BEGIN Task material

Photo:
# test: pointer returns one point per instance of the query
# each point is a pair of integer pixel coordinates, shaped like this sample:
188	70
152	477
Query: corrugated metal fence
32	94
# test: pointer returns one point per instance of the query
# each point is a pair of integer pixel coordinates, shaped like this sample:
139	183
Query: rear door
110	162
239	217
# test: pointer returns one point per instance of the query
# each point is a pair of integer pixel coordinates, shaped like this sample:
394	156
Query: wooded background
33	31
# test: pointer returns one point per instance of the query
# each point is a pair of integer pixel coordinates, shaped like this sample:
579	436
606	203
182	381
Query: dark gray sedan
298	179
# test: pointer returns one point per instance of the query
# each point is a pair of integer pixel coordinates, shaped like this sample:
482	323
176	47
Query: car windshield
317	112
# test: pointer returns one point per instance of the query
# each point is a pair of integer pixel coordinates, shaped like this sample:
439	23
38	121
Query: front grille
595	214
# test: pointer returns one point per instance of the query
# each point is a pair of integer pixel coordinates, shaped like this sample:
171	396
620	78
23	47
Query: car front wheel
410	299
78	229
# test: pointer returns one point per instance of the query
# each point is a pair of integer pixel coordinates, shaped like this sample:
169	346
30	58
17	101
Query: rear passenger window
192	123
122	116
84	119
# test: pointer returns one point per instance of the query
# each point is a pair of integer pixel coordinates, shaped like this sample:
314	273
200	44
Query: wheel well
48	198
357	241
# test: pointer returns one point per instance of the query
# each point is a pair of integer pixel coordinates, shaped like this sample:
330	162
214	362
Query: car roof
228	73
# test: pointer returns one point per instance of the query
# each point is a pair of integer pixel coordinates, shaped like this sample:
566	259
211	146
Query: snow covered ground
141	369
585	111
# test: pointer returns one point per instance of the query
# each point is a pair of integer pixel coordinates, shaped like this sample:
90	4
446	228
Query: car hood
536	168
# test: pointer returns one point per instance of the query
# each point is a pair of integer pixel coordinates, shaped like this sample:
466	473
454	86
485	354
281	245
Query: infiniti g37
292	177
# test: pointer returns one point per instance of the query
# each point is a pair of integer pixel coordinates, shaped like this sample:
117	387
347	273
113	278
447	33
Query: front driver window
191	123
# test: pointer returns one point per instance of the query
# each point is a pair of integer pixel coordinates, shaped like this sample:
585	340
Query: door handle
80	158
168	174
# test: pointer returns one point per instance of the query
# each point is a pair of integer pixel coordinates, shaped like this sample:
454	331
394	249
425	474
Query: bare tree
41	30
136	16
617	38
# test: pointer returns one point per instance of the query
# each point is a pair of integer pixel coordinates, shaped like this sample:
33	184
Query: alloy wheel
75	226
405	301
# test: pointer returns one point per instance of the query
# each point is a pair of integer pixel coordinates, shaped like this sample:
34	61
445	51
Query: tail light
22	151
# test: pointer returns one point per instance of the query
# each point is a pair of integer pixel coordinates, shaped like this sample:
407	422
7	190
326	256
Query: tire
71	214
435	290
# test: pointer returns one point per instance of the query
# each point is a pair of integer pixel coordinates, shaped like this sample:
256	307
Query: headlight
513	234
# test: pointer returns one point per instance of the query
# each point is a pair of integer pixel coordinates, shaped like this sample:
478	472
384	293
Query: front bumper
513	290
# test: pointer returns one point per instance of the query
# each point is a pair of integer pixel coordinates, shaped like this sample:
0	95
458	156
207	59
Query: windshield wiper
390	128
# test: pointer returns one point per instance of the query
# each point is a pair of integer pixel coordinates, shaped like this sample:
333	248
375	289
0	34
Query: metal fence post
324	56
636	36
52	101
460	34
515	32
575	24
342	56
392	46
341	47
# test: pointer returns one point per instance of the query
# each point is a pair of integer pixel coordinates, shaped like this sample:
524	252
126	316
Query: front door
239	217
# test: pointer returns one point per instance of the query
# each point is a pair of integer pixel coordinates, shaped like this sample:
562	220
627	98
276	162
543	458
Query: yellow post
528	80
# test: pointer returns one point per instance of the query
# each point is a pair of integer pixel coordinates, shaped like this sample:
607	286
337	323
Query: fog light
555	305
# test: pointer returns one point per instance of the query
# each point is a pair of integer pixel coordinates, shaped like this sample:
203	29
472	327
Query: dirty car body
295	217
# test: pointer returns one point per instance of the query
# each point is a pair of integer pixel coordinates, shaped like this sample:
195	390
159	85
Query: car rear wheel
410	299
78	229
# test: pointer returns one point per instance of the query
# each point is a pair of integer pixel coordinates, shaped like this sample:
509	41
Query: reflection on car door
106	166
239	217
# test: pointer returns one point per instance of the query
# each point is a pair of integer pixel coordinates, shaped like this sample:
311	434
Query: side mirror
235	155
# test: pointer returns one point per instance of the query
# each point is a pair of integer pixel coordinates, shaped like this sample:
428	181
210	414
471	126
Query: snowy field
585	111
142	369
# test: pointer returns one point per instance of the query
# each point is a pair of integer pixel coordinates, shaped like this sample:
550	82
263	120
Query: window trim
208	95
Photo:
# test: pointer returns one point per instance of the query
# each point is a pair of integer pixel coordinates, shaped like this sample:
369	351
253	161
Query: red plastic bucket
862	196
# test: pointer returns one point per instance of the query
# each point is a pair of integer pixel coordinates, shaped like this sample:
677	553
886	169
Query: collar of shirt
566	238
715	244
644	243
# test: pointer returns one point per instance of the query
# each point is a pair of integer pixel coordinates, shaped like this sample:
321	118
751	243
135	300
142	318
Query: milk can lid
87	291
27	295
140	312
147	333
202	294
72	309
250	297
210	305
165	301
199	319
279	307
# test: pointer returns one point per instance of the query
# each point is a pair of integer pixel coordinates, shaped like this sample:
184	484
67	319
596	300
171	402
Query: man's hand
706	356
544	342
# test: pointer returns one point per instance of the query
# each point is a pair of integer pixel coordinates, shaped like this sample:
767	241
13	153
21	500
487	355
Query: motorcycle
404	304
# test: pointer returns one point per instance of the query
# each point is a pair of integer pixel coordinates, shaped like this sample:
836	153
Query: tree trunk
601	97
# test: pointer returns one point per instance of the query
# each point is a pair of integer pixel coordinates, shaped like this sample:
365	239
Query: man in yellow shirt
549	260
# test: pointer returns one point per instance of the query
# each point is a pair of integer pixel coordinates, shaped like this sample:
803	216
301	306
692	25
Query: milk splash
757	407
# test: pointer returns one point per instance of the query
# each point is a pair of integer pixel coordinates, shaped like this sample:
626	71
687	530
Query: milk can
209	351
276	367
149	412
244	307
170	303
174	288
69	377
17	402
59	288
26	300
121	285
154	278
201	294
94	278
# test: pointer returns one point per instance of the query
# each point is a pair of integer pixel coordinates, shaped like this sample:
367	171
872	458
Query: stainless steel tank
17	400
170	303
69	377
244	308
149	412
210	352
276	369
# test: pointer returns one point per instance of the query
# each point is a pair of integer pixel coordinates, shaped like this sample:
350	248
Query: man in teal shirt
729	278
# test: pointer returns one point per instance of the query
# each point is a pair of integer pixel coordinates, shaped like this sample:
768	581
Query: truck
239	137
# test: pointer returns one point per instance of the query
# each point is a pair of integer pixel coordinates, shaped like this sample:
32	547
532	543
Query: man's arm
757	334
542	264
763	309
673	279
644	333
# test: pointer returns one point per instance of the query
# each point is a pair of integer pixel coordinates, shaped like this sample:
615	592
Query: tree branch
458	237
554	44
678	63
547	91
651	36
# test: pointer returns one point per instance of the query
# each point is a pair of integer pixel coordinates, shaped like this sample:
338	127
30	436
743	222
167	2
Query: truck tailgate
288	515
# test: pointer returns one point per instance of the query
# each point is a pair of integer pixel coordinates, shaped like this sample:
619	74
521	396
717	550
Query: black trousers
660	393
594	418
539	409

END Task material

◆ Exercise details: What is needed is an exact copy of all the records.

◆ The answer:
Photo:
# test: pointer returns one point per instance of the query
# each point is a pair of integer pixel coordinates, shaped like this sample:
188	70
152	477
Query: corrugated metal fence
32	94
# test: pointer returns one point per instance of the query
# each point is a pair of integer pixel coordinates, shaped like this sample:
139	183
Query: rear door
110	162
239	217
# test: pointer returns one point per instance of the query
# each point is a pair of integer pixel coordinates, shaped like this sample:
394	156
Query: wooded background
33	31
# test: pointer returns one point per instance of the query
# each point is a pair of integer pixel coordinates, shaped like this sample:
579	436
606	203
182	381
Query: dark gray sedan
298	179
# test: pointer returns one point per instance of the query
# each point is a pair of integer pixel coordinates, shaped like this sample:
482	323
176	47
Query: car windshield
317	112
# test: pointer returns one point per instance of the query
# each point is a pair of integer pixel coordinates, shaped like this sample:
439	23
38	121
Query: front grille
595	214
# test: pointer returns one point per instance of the query
# each point is a pair of integer pixel coordinates, shaped like this sample:
171	396
620	78
23	47
Query: car front wheel
410	299
78	229
# test: pointer returns one point per instance of the query
# each point is a pair of integer pixel coordinates, shaped like this sample:
169	346
30	58
17	101
Query: rear passenger window
192	123
122	116
84	119
# test: pointer returns one point per instance of the query
# each point is a pair of integer pixel coordinates, shaped like this sample:
314	273
200	44
Query: wheel well
48	198
357	241
# test: pointer returns one point per instance of the query
# each point is a pair of integer pixel coordinates, shaped like this sample:
330	162
214	362
Query: car roof
228	73
# test: pointer returns one point per instance of the query
# each point is a pair of integer pixel coordinates, shaped like this sample:
566	259
211	146
Query: snow covered ground
141	369
585	111
# test: pointer returns one point per instance of the query
# each point is a pair of integer pixel coordinates, shaped like this sample:
90	4
446	228
Query: car hood
536	168
# test: pointer returns one point per instance of the query
# each point is a pair of integer pixel coordinates, shaped like this sample:
466	473
454	86
485	354
281	245
Query: infiniti g37
292	177
# test: pointer returns one point per instance of the query
# each point is a pair of integer pixel coordinates, shaped like this sample:
117	387
347	273
113	278
447	33
Query: front driver window
191	123
# test: pointer returns one point per instance of the query
# each point is a pair of integer pixel coordinates, shaped like this sample:
585	340
Query: door handle
80	158
168	174
# test: pointer returns one point per instance of the query
# each point is a pair of integer pixel coordinates, shaped like this sample:
454	331
394	249
425	474
Query: bare tree
41	30
136	16
617	38
# test: pointer returns one point per instance of the query
# each point is a pair of integer pixel coordinates, shaped like this sample:
33	184
Query: alloy wheel
75	226
405	301
# test: pointer returns one point per instance of the query
# each point is a pair of integer pixel coordinates, shaped like this sample:
34	61
445	51
Query: tail light
22	151
# test: pointer returns one point per instance of the query
# each point is a pair of integer pixel coordinates, shaped like this sample:
407	422
7	190
326	256
Query: tire
71	214
435	290
# test: pointer returns one point per instance of the query
# each point is a pair of integer pixel coordinates, shaped like this sample:
256	307
Query: headlight
513	234
# test: pointer returns one point per instance of the query
# each point is a pair of integer pixel coordinates, shaped like this sample:
478	472
384	293
Query: front bumper
513	290
# test: pointer returns one point per instance of the query
# each point is a pair of integer pixel coordinates, shaped like this sample:
0	95
458	156
207	59
Query: windshield wiper
390	128
# test: pointer returns one point per instance of the query
# each point is a pair of integer pixel coordinates, shaped like this sample:
333	248
375	289
0	34
Query: metal fence post
324	56
636	36
52	101
460	34
515	32
575	24
342	56
392	46
341	47
# test: pointer returns one point per instance of the query
# each point is a pair of integer pixel coordinates, shaped like this sample:
524	252
126	316
Query: front door
239	217
# test: pointer returns one point per instance of the query
# each point is a pair of integer pixel coordinates, shaped like this sample:
562	220
627	98
276	162
543	458
Query: yellow post
528	80
# test: pointer returns one point per instance of the query
# each point is a pair of integer pixel coordinates, shaped like this sample:
607	286
337	323
Query: fog light
555	305
# test: pointer returns one point per instance of the query
# each point is a pair of integer pixel coordinates, shaped like this sample:
203	29
472	327
Query: dirty car body
295	217
# test: pointer returns one point per instance of the query
# each point is a pair of integer pixel coordinates, shaped like this sample:
195	390
159	85
Query: car rear wheel
410	299
78	229
# test: pointer returns one point per instance of the query
# each point is a pair of integer pixel coordinates, shaped like this sample:
509	41
Query: reflection on car door
106	166
239	217
# test: pointer returns one point per instance of the query
# each point is a pair of integer pixel coordinates, shaped like this sample:
311	434
Query: side mirror
235	155
# test: pointer returns one point per instance of the query
# each point is a pair of integer pixel coordinates, shaped like this sample:
428	181
210	414
471	126
Query: snowy field
585	111
142	369
# test: pointer returns one point per instance of the query
# each point is a pair of integer pixel coordinates, shaped like this sample:
550	82
263	120
Query: window trim
208	95
Photo:
# test: pointer returns one point per instance of the query
# each point is a pair of integer pixel coordinates, shaped like this sample:
369	351
253	161
Query: red plastic bucket
862	196
# test: pointer returns one point per instance of the query
# each point is a pair of integer pixel coordinates, shaped like this sample:
677	553
886	169
Query: collar of shirt
566	238
715	244
644	243
# test: pointer returns one point per instance of the query
# each point is a pair of integer pixel coordinates, shaped like this sample:
321	118
751	243
135	300
142	318
Query: milk can lid
87	291
27	295
140	312
147	333
202	294
72	309
250	297
210	305
165	301
199	319
279	307
# test: pointer returns one point per instance of the query
# each point is a pair of integer pixel coordinates, shaped like this sample:
184	484
67	319
596	300
171	402
Query: man's hand
706	356
544	342
# test: pointer returns one point per instance of the query
# each point is a pair of integer pixel coordinates, shaped like this sample:
767	241
13	153
21	500
487	355
Query: motorcycle
404	304
# test: pointer returns one point per instance of the query
# each point is a pair of integer pixel coordinates, shaped like this sample:
836	153
Query: tree trunk
601	97
# test: pointer returns one point per instance of the query
# each point is a pair of integer pixel coordinates, shaped like this sample:
365	239
Query: man in yellow shirt
549	260
# test: pointer returns one point per instance of the query
# each point is a pair of integer pixel coordinates, shaped like this sample:
803	216
301	306
692	25
Query: milk splash
757	407
# test: pointer returns one point per instance of the query
# each point is a pair of integer pixel coordinates, shaped like this sample:
626	71
687	530
Query: milk can
209	351
276	367
149	412
244	307
170	303
174	288
69	377
17	402
59	288
26	300
121	285
154	278
201	294
94	278
# test: pointer returns one point per instance of the query
# each point is a pair of integer pixel coordinates, shaped like this sample:
367	171
872	458
Query: stainless steel tank
17	400
170	303
69	377
244	308
149	412
210	352
276	369
# test: pointer returns one point per instance of the query
# each point is a pair of integer pixel coordinates, shaped like this sample:
350	248
Query: man in teal shirt
729	278
# test: pointer returns one point per instance of the query
# each point is a pair of integer pixel coordinates, shaped like this sample:
768	581
Query: truck
239	137
# test: pointer returns one point per instance of the query
# each point is a pair of integer pixel coordinates, shaped like this sample:
32	547
532	543
Query: man's arm
757	334
542	264
763	309
673	279
644	333
# test: pointer returns one point per instance of the query
# each point is a pair of integer pixel coordinates, shaped like this sample:
615	592
Query: tree branch
458	237
554	44
678	63
547	91
651	36
# test: pointer returns one point per instance of the query
# each point is a pair of integer pixel coordinates, shaped like this sample:
338	127
30	436
743	222
167	2
Query: truck tailgate
288	515
# test: pointer returns one point per instance of the query
# each point is a pair of integer pixel coordinates, shaped like this sample:
619	74
521	396
717	550
Query: black trousers
660	393
594	418
539	409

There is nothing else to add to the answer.